THE DATA ▸
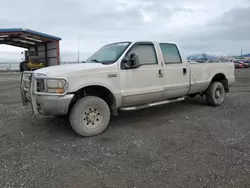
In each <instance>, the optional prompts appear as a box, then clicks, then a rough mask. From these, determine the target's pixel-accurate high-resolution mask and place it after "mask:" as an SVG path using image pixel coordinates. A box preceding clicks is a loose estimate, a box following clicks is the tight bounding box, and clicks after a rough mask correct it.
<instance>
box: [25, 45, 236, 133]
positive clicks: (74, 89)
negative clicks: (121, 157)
mask: <svg viewBox="0 0 250 188" xmlns="http://www.w3.org/2000/svg"><path fill="white" fill-rule="evenodd" d="M234 80H235V78H234V64H233V63H232V62H229V63H202V64H199V63H197V64H189V62H188V60H187V58H186V56H185V55H184V52H183V50H182V48H181V47H180V46H179V45H178V44H176V43H173V42H156V41H135V42H130V41H125V42H116V43H112V44H107V45H105V46H103V47H101V48H100V49H99V50H98V51H96V52H95V53H94V54H93V55H91V56H90V57H89V58H88V59H87V60H86V61H85V63H81V64H74V65H60V66H52V67H47V68H42V69H38V70H36V71H34V72H24V73H23V75H22V82H21V93H22V98H23V101H24V105H25V104H27V103H29V102H31V106H32V109H33V113H34V114H43V115H67V116H68V117H69V120H70V123H71V126H72V128H73V129H74V130H75V131H76V132H77V133H78V134H80V135H82V136H93V135H97V134H100V133H102V132H103V131H104V130H105V129H106V127H107V126H108V124H109V121H110V116H111V115H118V112H119V111H120V110H125V111H126V110H139V109H142V108H147V107H151V106H156V105H162V104H167V103H172V102H177V101H182V100H184V99H185V97H186V96H191V97H194V96H196V95H201V96H206V99H207V103H208V104H209V105H212V106H219V105H221V104H222V103H223V101H224V98H225V93H227V92H229V87H230V86H231V85H232V84H233V83H234Z"/></svg>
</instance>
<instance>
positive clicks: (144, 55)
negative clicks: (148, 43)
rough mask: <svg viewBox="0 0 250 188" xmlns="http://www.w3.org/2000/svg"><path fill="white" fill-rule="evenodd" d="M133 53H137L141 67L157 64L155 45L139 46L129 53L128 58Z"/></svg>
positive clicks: (141, 45)
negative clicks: (153, 64) (131, 53)
mask: <svg viewBox="0 0 250 188" xmlns="http://www.w3.org/2000/svg"><path fill="white" fill-rule="evenodd" d="M131 53H136V54H137V55H138V57H139V62H140V65H150V64H157V58H156V52H155V49H154V45H153V44H138V45H136V46H134V47H132V49H131V50H130V51H129V53H128V56H130V54H131Z"/></svg>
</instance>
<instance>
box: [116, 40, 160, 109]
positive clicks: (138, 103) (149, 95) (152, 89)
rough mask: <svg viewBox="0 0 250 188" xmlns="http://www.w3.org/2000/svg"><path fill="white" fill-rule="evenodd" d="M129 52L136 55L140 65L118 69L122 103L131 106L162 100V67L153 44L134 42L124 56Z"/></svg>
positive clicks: (128, 55) (151, 43) (128, 105)
mask: <svg viewBox="0 0 250 188" xmlns="http://www.w3.org/2000/svg"><path fill="white" fill-rule="evenodd" d="M131 53H136V54H137V55H138V57H139V62H140V65H141V66H139V67H138V68H135V69H126V70H120V82H121V92H122V98H123V104H124V105H125V106H132V105H137V104H144V103H145V104H146V103H151V102H157V101H161V100H163V93H164V86H163V77H162V75H161V71H163V67H162V65H161V64H160V63H159V61H158V57H157V54H156V50H155V45H154V44H153V43H145V42H144V43H135V44H134V45H133V46H132V47H131V49H130V50H129V51H128V52H127V54H126V56H128V57H129V55H130V54H131Z"/></svg>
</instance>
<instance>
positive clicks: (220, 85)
mask: <svg viewBox="0 0 250 188" xmlns="http://www.w3.org/2000/svg"><path fill="white" fill-rule="evenodd" d="M206 99H207V103H208V105H210V106H219V105H221V104H222V103H223V102H224V99H225V89H224V86H223V85H222V83H221V82H212V83H211V84H210V86H209V87H208V90H207V92H206Z"/></svg>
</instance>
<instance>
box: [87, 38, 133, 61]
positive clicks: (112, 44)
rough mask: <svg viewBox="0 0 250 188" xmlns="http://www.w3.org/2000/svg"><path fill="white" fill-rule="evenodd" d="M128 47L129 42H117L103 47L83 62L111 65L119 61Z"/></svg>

TASK DESCRIPTION ▸
Reproduce all of the records above, substituting "coarse mask" for every occurrence of "rough mask" and keeping everything else the same. Omit the pictures.

RESULT BELOW ▸
In each <instance>, the optional prompts appear as a box, then clicks, then a coarse mask. From these, determine the target's pixel-accurate high-resolution mask and place it after "mask:" as an SVG path using image pixel coordinates. A box preceding clicks is a loose estimate, a box following clicks is the tight bounding box, and clicks after a coarse mask correct it.
<instance>
box: [25, 45, 236, 133]
positive clicks: (74, 89)
negative clicks: (121, 157)
mask: <svg viewBox="0 0 250 188" xmlns="http://www.w3.org/2000/svg"><path fill="white" fill-rule="evenodd" d="M234 80H235V78H234V64H233V63H232V62H229V63H202V64H199V63H197V64H189V62H188V60H187V58H186V56H185V55H184V52H183V50H182V48H181V47H180V46H179V45H178V44H176V43H173V42H156V41H135V42H130V41H125V42H116V43H112V44H107V45H105V46H103V47H101V48H100V49H99V50H98V51H96V52H95V53H94V54H93V55H91V56H90V57H89V58H88V59H87V60H86V61H85V63H81V64H74V65H60V66H52V67H47V68H42V69H38V70H36V71H34V72H24V73H23V75H22V82H21V93H22V98H23V101H24V105H25V104H27V103H29V102H31V106H32V109H33V113H34V114H43V115H67V116H68V117H69V120H70V123H71V126H72V128H73V129H74V130H75V131H76V132H77V133H78V134H80V135H82V136H93V135H97V134H100V133H102V132H103V131H104V130H105V129H106V127H107V126H108V124H109V121H110V116H111V115H118V112H119V111H120V110H125V111H126V110H139V109H142V108H147V107H151V106H156V105H162V104H167V103H172V102H177V101H182V100H184V99H185V97H186V96H191V97H194V96H196V95H201V96H206V99H207V103H208V104H209V105H212V106H219V105H221V104H222V103H223V101H224V98H225V93H227V92H229V87H230V86H231V85H232V84H233V83H234Z"/></svg>
</instance>
<instance>
positive clicks: (144, 55)
negative clicks: (148, 43)
coarse mask: <svg viewBox="0 0 250 188" xmlns="http://www.w3.org/2000/svg"><path fill="white" fill-rule="evenodd" d="M133 53H137L141 67L157 64L155 45L139 46L129 53L128 58Z"/></svg>
positive clicks: (141, 45)
negative clicks: (153, 64) (131, 53)
mask: <svg viewBox="0 0 250 188" xmlns="http://www.w3.org/2000/svg"><path fill="white" fill-rule="evenodd" d="M131 53H136V54H137V55H138V57H139V62H140V65H150V64H157V58H156V52H155V49H154V45H153V44H138V45H136V46H134V47H132V49H131V50H130V51H129V53H128V56H130V54H131Z"/></svg>
</instance>
<instance>
box: [116, 40, 160, 109]
positive clicks: (138, 103) (149, 95) (152, 89)
coarse mask: <svg viewBox="0 0 250 188" xmlns="http://www.w3.org/2000/svg"><path fill="white" fill-rule="evenodd" d="M129 52L136 55L140 65L118 69L122 103L131 106L162 100V67L153 44L134 42L124 56Z"/></svg>
positive clicks: (128, 55) (151, 43) (128, 105)
mask: <svg viewBox="0 0 250 188" xmlns="http://www.w3.org/2000/svg"><path fill="white" fill-rule="evenodd" d="M131 53H136V54H137V55H138V57H139V62H140V65H141V66H139V67H138V68H135V69H126V70H120V82H121V92H122V98H123V104H124V105H125V106H132V105H137V104H144V103H145V104H146V103H151V102H157V101H161V100H163V93H164V86H163V77H162V75H161V71H163V67H162V65H161V64H160V63H159V61H158V57H157V54H156V50H155V45H154V44H153V43H145V42H144V43H135V44H134V45H133V46H132V47H131V49H130V50H129V51H128V52H127V54H126V56H128V57H129V55H130V54H131Z"/></svg>
</instance>
<instance>
positive clicks: (220, 85)
mask: <svg viewBox="0 0 250 188" xmlns="http://www.w3.org/2000/svg"><path fill="white" fill-rule="evenodd" d="M206 99H207V103H208V105H210V106H219V105H221V104H222V103H223V102H224V99H225V89H224V86H223V85H222V83H221V82H212V83H211V84H210V86H209V87H208V90H207V92H206Z"/></svg>
</instance>
<instance>
box: [87, 38, 133, 61]
positive clicks: (112, 44)
coarse mask: <svg viewBox="0 0 250 188" xmlns="http://www.w3.org/2000/svg"><path fill="white" fill-rule="evenodd" d="M128 47L129 42H117L103 47L83 62L111 65L119 61Z"/></svg>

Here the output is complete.